What you return must be the lines of the data that hold the word "white".

+--

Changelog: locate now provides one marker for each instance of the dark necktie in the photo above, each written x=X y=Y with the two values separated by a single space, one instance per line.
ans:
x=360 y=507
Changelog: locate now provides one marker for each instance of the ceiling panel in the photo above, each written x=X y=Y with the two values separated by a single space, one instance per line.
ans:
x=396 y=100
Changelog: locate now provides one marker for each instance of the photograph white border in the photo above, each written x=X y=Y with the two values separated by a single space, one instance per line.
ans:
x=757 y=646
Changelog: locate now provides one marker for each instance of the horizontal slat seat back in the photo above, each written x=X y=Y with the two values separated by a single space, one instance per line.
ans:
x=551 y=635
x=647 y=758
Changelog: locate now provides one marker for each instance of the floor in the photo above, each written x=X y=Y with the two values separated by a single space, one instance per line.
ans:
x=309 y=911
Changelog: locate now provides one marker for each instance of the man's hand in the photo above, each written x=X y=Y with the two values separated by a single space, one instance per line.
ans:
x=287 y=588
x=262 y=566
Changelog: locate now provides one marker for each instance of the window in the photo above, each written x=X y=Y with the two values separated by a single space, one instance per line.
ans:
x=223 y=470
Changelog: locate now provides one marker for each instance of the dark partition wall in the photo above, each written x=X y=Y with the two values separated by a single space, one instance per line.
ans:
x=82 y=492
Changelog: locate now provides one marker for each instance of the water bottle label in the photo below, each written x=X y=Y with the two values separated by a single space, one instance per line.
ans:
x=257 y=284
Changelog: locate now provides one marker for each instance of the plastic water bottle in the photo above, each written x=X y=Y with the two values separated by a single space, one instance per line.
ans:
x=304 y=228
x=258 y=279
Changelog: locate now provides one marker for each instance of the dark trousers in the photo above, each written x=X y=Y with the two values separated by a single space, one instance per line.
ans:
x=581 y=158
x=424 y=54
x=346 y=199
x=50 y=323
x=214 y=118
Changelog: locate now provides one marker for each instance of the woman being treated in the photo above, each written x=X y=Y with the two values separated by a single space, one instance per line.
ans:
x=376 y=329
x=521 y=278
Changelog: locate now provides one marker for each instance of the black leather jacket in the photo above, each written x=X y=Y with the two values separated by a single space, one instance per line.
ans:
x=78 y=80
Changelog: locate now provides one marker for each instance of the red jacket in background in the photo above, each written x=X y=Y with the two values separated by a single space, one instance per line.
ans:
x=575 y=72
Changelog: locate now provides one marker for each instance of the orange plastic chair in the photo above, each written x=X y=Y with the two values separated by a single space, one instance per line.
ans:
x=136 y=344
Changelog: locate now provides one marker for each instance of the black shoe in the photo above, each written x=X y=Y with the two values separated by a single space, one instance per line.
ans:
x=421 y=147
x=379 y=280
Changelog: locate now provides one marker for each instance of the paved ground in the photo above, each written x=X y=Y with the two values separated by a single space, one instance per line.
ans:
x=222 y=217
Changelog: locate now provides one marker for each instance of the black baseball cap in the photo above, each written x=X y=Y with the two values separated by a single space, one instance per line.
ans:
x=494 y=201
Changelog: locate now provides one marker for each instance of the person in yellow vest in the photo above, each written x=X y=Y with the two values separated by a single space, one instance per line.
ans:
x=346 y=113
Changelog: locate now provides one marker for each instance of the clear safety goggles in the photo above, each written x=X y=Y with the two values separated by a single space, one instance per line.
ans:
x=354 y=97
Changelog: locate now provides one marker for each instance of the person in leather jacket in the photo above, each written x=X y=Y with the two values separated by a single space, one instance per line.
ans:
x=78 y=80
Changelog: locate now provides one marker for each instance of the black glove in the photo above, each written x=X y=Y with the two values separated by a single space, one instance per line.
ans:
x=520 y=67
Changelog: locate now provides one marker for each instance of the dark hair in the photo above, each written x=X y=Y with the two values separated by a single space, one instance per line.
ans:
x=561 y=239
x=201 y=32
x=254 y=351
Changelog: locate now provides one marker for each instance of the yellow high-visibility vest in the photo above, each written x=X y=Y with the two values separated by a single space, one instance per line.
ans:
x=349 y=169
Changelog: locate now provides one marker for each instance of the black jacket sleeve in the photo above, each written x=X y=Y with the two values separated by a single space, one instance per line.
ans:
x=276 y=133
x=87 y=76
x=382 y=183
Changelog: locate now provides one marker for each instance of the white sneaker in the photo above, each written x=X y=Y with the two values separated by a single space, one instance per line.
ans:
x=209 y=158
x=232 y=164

+--

**WRITTEN RESPONSE:**
Changelog: locate now provides one marker for each instance of the photograph white border in the photo above, each written x=X y=Y with the two values separated by a single space, one instance per line.
Changelog: locate now provides one marker for each instance of the white sneaker in the photo above, each written x=X y=Y with the two values separated by a single space, one instance per line.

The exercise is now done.